- YOUR TASK:
Your task is to restate the data word for word.

- GIVEN DATA:
———
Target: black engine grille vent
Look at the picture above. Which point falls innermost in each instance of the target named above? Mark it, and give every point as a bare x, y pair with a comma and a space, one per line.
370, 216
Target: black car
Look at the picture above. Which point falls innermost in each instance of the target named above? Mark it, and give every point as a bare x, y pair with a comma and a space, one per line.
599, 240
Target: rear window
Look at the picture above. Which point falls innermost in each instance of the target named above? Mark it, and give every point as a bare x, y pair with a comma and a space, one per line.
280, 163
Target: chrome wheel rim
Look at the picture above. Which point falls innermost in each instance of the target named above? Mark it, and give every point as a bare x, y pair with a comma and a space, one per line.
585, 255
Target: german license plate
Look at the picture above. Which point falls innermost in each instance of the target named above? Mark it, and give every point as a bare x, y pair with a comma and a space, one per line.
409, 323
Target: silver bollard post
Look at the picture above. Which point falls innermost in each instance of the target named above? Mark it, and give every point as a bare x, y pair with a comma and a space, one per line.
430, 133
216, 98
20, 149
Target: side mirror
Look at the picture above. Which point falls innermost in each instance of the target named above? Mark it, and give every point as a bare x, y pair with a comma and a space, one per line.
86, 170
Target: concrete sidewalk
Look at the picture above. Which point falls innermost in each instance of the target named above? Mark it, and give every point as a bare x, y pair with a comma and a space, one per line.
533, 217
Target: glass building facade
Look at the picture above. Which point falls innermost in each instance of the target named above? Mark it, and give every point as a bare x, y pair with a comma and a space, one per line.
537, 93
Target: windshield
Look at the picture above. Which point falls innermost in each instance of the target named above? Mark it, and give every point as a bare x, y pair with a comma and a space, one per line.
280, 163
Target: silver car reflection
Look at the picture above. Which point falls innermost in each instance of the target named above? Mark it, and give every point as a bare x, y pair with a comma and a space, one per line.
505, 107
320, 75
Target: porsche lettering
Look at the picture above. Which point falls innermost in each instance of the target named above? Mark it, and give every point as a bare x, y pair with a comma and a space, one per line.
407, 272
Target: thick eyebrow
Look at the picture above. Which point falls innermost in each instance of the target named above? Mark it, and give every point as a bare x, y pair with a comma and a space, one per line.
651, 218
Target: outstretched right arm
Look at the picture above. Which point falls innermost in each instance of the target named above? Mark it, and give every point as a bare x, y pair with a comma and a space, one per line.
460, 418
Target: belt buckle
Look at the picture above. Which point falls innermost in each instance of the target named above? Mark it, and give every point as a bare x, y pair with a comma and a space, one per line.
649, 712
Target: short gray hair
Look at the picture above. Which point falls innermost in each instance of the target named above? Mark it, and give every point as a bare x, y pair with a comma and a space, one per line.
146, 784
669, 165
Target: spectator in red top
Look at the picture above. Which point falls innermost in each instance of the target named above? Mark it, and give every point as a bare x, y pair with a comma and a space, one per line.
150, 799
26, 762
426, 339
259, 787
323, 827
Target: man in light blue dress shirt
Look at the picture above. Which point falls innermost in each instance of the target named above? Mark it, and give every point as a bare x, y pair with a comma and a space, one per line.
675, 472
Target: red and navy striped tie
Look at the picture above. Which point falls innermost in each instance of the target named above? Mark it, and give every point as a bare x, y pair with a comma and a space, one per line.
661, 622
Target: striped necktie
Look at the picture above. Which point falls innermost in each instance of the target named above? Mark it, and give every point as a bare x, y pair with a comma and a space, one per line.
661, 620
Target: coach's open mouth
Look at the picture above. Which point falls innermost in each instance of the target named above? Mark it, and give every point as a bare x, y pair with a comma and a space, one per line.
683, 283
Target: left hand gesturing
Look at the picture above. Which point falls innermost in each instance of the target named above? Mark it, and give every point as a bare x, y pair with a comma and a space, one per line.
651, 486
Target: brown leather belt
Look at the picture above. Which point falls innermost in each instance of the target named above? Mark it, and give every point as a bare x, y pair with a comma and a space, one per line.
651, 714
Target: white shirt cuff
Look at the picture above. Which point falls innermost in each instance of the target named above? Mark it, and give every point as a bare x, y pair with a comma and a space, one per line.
———
- EXERCISE RESULT:
Target: black engine grille vent
Look at the picture above. Which point falls innermost in each instance of the target named above? Mark it, and give every point as a bare x, y pair with a comma and a space, one per line.
370, 216
Target: black car
Look at the picture above. Which point falls innermost in each instance of the target named above? Mark it, and give every point as a bare x, y pair with a comma and a space, one per line.
599, 240
Target: rear window
Look at the picture above. Which point falls innermost in each instance of the target named above? Mark it, and give every point as a bare x, y pair with a comma and a space, one per line.
280, 163
Target: chrome wheel rim
Look at the picture above. Which point falls innermost in each instance of the target named above? Mark it, and give every point as a bare x, y pair with a comma and a space, one per line.
585, 255
Target: german license plate
Look at the picture above. Which point falls innermost in each instance of the target named above? Mark it, and give every point as a bare x, y pair with a comma and a space, one per line.
409, 323
Target: silver bollard post
Look at the picture above. Which point falls innermost in each instance of the target named above? Mark it, and give every point as a bare x, y pair with a comma and a space, one per line.
430, 133
216, 98
20, 149
Target: side mirror
Look at the picture above. Which point falls innermost in each instance of the target named above? Mark it, and give every point as a bare x, y pair with a comma and a space, one per line.
86, 170
Target: concrete sidewalk
Look at the picture above. Which point falls innermost in each instance of the target named above? Mark it, and give every point as a bare x, y pair with a comma and a space, one per line.
533, 217
Target: glass building facade
Look at the picture above. Which point falls innermost in each instance of the target named above? Mark it, and give every point as a bare x, y pair with a comma and a space, one per line.
537, 93
Target: windshield
Look at the picture above. Which point falls innermost in each instance of the target named above? Mark it, and give every point as a bare x, y pair with a comma and a space, one per line.
280, 163
Target: silver car reflection
Look at the picture above. Which point falls innermost in each instance of the target named above? Mark it, and give every point as a bare x, y pair with a comma and a space, one per line.
505, 107
320, 75
Target: porsche lettering
Look at the picture above. Which point falls innermost in each instance of the target named above? Mark it, and give every point as a bare x, y pair with a comma and a space, one per line.
407, 272
Target: thick eyebrow
Look at the picture above. Which point falls innermost in each instance of the target named above? Mark it, and give every point as a bare x, y pair with a comma and a space, one per line.
651, 218
Target: outstretched right arm
Look at the picture above. Which point falls innermost in each instance of the target named above? Mark it, and give every point as a bare x, y pair with a comma and a space, one per line.
460, 418
Target: belt buckle
Look at the picture above. Which point falls innermost in each instance of the target named above? Mark it, and give every point as a bare x, y pair with a comma and a space, one per line.
649, 712
Target: short gray hair
Look at the picture above. Which point falls innermost in each instance of the target named above? Mark it, and give every point as a bare x, y pair with a comma and a space, one per line.
146, 784
669, 165
Target: spectator in red top
Look at the picture above. Which point falls innermost in each instance of the target named above? Mark it, and give every point as a bare x, y pair with a comma and a space, one per line.
150, 799
26, 762
426, 339
259, 787
323, 827
Target: man in light blue dress shirt
Look at the picture above. Which point falls innermost in each instance of the target named above? Mark it, and give every point as a bare x, y pair with a comma and a space, one per line.
675, 472
Target: red and navy striped tie
Look at the picture above. Which point falls innermost in each instance of the target named above? Mark it, and give every point as a bare x, y pair with a comma and a space, one per line.
661, 622
Target: striped necktie
Look at the picture above. Which point falls innermost in each instance of the target named above? Mark it, and give every point as a bare x, y pair with a comma and a space, one per line.
661, 620
Target: coach's open mouth
Look at the picture above. Which point falls innermost in each instance of the target named above? Mark it, and give every point as a bare x, y pair with a comma and a space, one per line.
683, 283
Target: left hand gesturing
Look at the picture above. Which point falls innermost in each instance of the target named above? Mark it, and give every point as a bare x, y pair with a comma and a space, one per line.
651, 486
Target: brown leather belt
Look at the picture above. Which point falls innermost in each instance of the target named above? Mark it, and give every point as a bare x, y pair with a comma and a space, one per line.
651, 714
Target: white shirt cuff
Look at the picture above. Which point falls innermost in each instance of the target named above? Mark it, and give every point as a bare x, y pair with a comma and a space, one per line.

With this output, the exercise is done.